> **TEXT FOR ANALYSIS**
One game. Four plays. No touches of the ball.
That encapsulated Chiefs wide receiver Kyle Williams’ first year in Kansas City in 2013.
Williams, who was claimed on waivers from San Francisco last November, appeared briefly on special teams Nov. 17 at Denver before suffering a torn ACL in his left knee in practice a few days later. It was the exact injury he had in 2012 with the 49ers, forcing him to rehab the same knee all over again.
But now, Williams, 26, is fully recovered and battling for a spot as a slot receiver.
“I told (teammate) A.J. Jenkins today, I feel better than I’ve ever felt,” Williams said. “I feel more polished as a route runner, and I feel as explosive as I’ve ever been.”
The Chiefs’ coaches are seeing a revitalized side of Williams as well.
“He’s starting to get back to where he was physically,” said assistant head coach/wide receivers David Culley. “He wasn’t that way early in camp. You could kind of tell he’s starting to loosen up a little bit, and he’s starting to make some plays.
“We knew when we got him he was very good on the inside. He knew how to run the slot. He’s a very good route runner in there. He knows how to uncover. He’s got a very good feel for it.”
Williams, a 5-10, 186-pounder, caught 47 passes in parts of four seasons with San Francisco, mostly on the receiving end of throws by Alex Smith, now his quarterback with the Chiefs.
“The slot is home,” said Williams, a sixth-round pick by the 49ers in 2010, “and having Alex in there is home for me, too. I grew up in this league with Alex as my quarterback. Having him in there is extremely comfortable to me. He knows my body language already.”
Smith doesn’t hide his enthusiasm for Williams’ role in the offense.
“Kyle is a very, very polished receiver,” Smith said. “He’s played all over the field, as far as receivers go — slot, inside, outside. He has a good understanding of defenses … because he has experience. You can sense the energy he has because coach (Andy) Reid and the offensive staff do such a great job of moving guys around and knowing their strengths and putting them in situations where they can succeed.

> **WHAT TO WORK ON**
a. In the article about Kyle Williams, how many passes did he catch with San Francisco?
b. Continue the article about Kyle Williams' comeback with the Chiefs, starting after its last sentence.

> **Source records**

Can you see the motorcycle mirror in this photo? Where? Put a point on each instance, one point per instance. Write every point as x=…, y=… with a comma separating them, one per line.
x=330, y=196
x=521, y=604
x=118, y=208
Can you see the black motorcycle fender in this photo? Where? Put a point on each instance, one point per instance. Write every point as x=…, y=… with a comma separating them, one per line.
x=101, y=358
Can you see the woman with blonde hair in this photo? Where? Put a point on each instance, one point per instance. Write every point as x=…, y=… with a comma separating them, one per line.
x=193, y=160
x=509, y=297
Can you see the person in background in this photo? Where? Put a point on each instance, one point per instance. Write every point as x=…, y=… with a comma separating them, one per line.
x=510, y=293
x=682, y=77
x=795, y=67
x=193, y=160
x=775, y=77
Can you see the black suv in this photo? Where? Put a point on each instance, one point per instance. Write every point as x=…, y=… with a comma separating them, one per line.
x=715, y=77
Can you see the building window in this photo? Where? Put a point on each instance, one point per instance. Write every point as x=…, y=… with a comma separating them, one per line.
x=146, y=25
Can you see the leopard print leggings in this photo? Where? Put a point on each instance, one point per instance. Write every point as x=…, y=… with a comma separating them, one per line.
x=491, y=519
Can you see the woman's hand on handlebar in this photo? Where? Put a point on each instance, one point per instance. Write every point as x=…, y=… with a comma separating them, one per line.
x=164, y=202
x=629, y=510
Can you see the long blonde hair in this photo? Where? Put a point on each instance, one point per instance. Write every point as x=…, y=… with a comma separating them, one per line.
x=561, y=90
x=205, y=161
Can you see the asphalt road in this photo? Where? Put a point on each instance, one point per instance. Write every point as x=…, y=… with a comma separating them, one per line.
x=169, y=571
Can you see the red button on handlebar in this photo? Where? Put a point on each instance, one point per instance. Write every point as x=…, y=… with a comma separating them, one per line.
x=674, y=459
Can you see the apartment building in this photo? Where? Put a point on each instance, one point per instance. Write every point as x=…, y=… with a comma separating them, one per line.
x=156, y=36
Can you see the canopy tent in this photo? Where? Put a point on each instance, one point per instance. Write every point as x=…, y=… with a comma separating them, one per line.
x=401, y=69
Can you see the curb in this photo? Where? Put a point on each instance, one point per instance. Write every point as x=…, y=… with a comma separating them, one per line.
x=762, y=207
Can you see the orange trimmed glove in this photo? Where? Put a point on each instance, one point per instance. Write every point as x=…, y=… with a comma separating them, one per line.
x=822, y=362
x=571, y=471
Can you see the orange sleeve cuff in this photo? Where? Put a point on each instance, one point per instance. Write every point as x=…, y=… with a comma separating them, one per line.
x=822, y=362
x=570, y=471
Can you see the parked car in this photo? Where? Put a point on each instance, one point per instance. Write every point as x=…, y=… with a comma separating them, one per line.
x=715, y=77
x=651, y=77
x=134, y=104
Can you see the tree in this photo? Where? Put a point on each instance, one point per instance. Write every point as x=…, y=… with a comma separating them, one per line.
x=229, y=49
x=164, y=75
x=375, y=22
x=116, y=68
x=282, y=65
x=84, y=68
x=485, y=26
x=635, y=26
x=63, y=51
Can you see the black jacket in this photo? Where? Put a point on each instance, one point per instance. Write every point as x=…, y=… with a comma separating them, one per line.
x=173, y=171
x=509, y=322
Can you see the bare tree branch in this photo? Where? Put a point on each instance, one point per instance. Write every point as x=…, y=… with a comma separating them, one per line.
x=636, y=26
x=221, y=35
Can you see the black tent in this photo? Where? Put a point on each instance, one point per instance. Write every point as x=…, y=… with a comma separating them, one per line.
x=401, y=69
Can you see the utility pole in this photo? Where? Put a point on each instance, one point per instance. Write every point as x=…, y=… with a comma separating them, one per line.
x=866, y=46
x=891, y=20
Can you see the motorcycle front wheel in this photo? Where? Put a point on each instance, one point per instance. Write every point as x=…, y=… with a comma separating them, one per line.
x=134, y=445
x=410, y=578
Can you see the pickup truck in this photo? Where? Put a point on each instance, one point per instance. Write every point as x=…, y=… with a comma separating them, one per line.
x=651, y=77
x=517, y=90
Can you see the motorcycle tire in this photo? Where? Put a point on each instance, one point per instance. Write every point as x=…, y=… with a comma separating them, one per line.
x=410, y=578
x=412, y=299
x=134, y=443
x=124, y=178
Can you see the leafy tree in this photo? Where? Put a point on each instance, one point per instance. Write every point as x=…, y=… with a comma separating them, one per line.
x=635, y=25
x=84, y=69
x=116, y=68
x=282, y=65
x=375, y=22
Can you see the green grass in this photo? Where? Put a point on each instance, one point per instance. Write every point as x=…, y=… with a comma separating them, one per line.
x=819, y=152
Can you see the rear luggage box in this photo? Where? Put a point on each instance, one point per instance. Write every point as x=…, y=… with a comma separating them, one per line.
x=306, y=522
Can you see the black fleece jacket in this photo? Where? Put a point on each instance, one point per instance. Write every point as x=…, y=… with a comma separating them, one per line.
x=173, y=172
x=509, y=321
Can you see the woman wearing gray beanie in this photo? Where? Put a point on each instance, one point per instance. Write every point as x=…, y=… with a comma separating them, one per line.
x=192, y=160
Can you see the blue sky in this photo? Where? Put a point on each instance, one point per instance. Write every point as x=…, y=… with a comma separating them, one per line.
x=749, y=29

> **RESPONSES PER TASK**
a. 47 passes, in parts of four seasons.

b.
“I’m excited for Kyle. He’s worked extremely hard. He’s battled through a lot of injuries the last few years, so I’m happy for him to be back out here.”
Williams, the son of Chicago White Sox executive vice president Ken Williams, was drafted by the White Sox out of high school in Scottsdale, Ariz., but chose to play football at Arizona State.
While recuperating from his second knee surgery, he wondered if he had made the right choice.
“I miss baseball,” Williams said, “but I made a commitment to this game. I’ve been blessed to be in my fifth year, even with the injuries. When you have two knee surgeries in a year, you think, ‘What if I played baseball?’ But I made the right decision. I’m happy, and I’m excited, and I can play this game.”
Williams is also tracking the success of the Royals and has adopted them as his second-favorite team after the White Sox.
“I’d rather have the Royals win the division than the Tigers,” he said. “I’m sick of the Tigers winning it. If we’re not going to win it, then since I’m playing out here, I’ll jump on the Royals’ bandwagon.”